(Exercise brief) Although the entries contain pictures, your copy should hold only their exact text.

Saved entries

[Start of section]

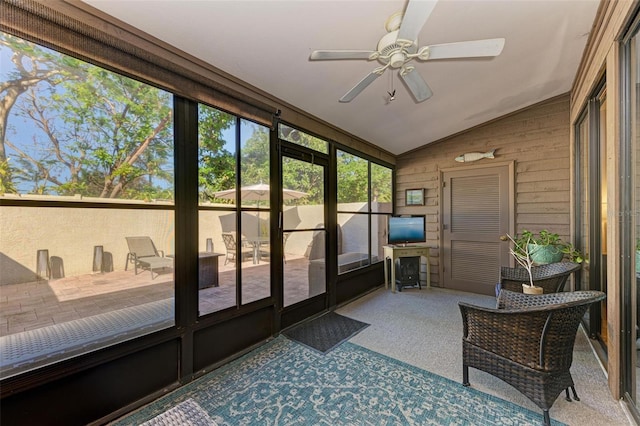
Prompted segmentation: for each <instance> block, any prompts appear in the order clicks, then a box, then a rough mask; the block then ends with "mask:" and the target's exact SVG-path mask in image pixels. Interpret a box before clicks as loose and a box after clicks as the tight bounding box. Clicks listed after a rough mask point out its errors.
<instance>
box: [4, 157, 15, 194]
mask: <svg viewBox="0 0 640 426" xmlns="http://www.w3.org/2000/svg"><path fill="white" fill-rule="evenodd" d="M6 193H9V194H15V193H16V187H15V185H14V184H13V182H12V181H11V174H10V171H9V160H0V195H1V194H6Z"/></svg>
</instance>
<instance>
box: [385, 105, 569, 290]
mask: <svg viewBox="0 0 640 426" xmlns="http://www.w3.org/2000/svg"><path fill="white" fill-rule="evenodd" d="M569 130H570V126H569V95H568V94H567V95H563V96H559V97H555V98H552V99H549V100H547V101H545V102H542V103H540V104H536V105H534V106H531V107H529V108H526V109H523V110H521V111H518V112H516V113H513V114H510V115H508V116H505V117H503V118H501V119H498V120H494V121H492V122H491V123H488V124H486V125H483V126H480V127H476V128H474V129H471V130H469V131H467V132H464V133H462V134H459V135H456V136H453V137H451V138H447V139H445V140H442V141H439V142H435V143H432V144H429V145H426V146H424V147H422V148H420V149H417V150H414V151H411V152H409V153H406V154H403V155H400V156H399V157H398V159H397V162H396V165H397V189H398V191H397V193H396V203H397V204H396V205H397V212H398V213H399V214H426V215H427V243H428V244H430V245H431V247H434V249H433V250H432V251H431V265H432V268H431V282H432V284H433V285H435V286H439V285H440V282H441V279H440V274H439V272H438V271H439V270H440V244H441V219H440V214H441V212H440V208H441V202H440V194H441V191H440V171H441V170H443V169H448V170H451V169H453V168H458V167H460V168H463V167H469V166H476V165H481V164H486V165H490V164H491V162H492V161H493V162H496V163H497V162H500V163H503V162H505V161H515V164H516V168H515V173H516V176H515V200H516V206H515V210H516V217H515V229H516V230H517V231H521V230H522V229H529V230H532V231H538V230H540V229H547V228H548V229H549V230H551V231H554V232H558V233H559V234H561V235H562V236H563V238H567V239H568V238H569V235H570V223H571V221H570V201H571V200H570V160H569V159H570V157H569V155H570V148H569V133H570V132H569ZM492 149H495V150H496V152H495V157H496V158H495V159H493V160H491V159H481V160H479V161H476V162H473V163H458V162H456V161H455V157H457V156H459V155H461V154H463V153H467V152H487V151H490V150H492ZM412 188H425V189H426V191H425V205H424V206H410V207H407V206H405V190H406V189H412Z"/></svg>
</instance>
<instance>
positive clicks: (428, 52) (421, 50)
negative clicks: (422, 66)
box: [418, 46, 431, 61]
mask: <svg viewBox="0 0 640 426" xmlns="http://www.w3.org/2000/svg"><path fill="white" fill-rule="evenodd" d="M430 54H431V52H430V50H429V46H423V47H422V48H421V49H420V50H419V51H418V59H420V60H421V61H426V60H428V59H429V55H430Z"/></svg>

[End of section]

(Task output)
Prompted segmentation: for each <instance> block, any prompts appear in the order clicks, then a box, then a rough mask; the block then ends with "mask:" and the target's exact SVG-path mask in image pixels. Interpret a box before clicks as loose and a box after clicks as the tight bounding box. Clicks listed after a rough mask point out its errors.
<instance>
box: [4, 157, 15, 194]
mask: <svg viewBox="0 0 640 426" xmlns="http://www.w3.org/2000/svg"><path fill="white" fill-rule="evenodd" d="M6 193H9V194H15V193H16V187H15V185H14V184H13V182H12V181H11V174H10V171H9V160H0V195H1V194H6Z"/></svg>
</instance>
<instance>
box: [385, 105, 569, 290]
mask: <svg viewBox="0 0 640 426" xmlns="http://www.w3.org/2000/svg"><path fill="white" fill-rule="evenodd" d="M569 130H570V126H569V95H568V94H567V95H563V96H559V97H555V98H552V99H549V100H547V101H545V102H542V103H540V104H536V105H534V106H531V107H529V108H526V109H523V110H521V111H518V112H516V113H513V114H510V115H508V116H505V117H503V118H501V119H498V120H494V121H492V122H491V123H488V124H486V125H483V126H480V127H476V128H474V129H471V130H469V131H467V132H464V133H462V134H459V135H456V136H453V137H451V138H447V139H445V140H442V141H439V142H435V143H432V144H429V145H426V146H424V147H422V148H420V149H417V150H414V151H411V152H409V153H406V154H403V155H400V156H399V157H398V159H397V162H396V165H397V189H398V191H397V193H396V203H397V204H396V205H397V212H398V213H399V214H426V215H427V243H428V244H430V245H431V247H434V249H433V250H432V251H431V265H432V268H431V282H432V284H433V285H435V286H439V285H440V282H441V279H440V274H439V272H438V271H439V270H440V244H441V219H440V214H441V212H440V208H441V202H440V194H441V191H440V171H441V170H443V169H448V170H451V169H453V168H458V167H460V168H463V167H469V166H476V165H481V164H486V165H490V164H491V162H492V161H493V162H496V163H497V162H500V163H503V162H505V161H515V164H516V168H515V173H516V176H515V200H516V206H515V210H516V217H515V229H516V230H517V231H521V230H522V229H529V230H532V231H538V230H540V229H547V228H548V229H549V230H551V231H554V232H558V233H559V234H561V235H562V236H563V238H567V239H568V238H569V235H570V223H571V221H570V201H571V200H570V160H569V159H570V157H569V155H570V148H569V133H570V132H569ZM492 149H495V150H496V152H495V157H496V158H495V159H493V160H491V159H481V160H479V161H476V162H473V163H458V162H456V161H455V157H457V156H459V155H461V154H463V153H467V152H487V151H490V150H492ZM412 188H425V189H426V191H425V205H424V206H410V207H407V206H405V190H406V189H412Z"/></svg>
</instance>
<instance>
positive clicks: (428, 52) (421, 50)
negative clicks: (422, 66)
box: [418, 46, 431, 61]
mask: <svg viewBox="0 0 640 426" xmlns="http://www.w3.org/2000/svg"><path fill="white" fill-rule="evenodd" d="M430 54H431V52H430V50H429V46H423V47H422V48H421V49H420V50H419V51H418V59H420V60H421V61H426V60H428V59H429V55H430Z"/></svg>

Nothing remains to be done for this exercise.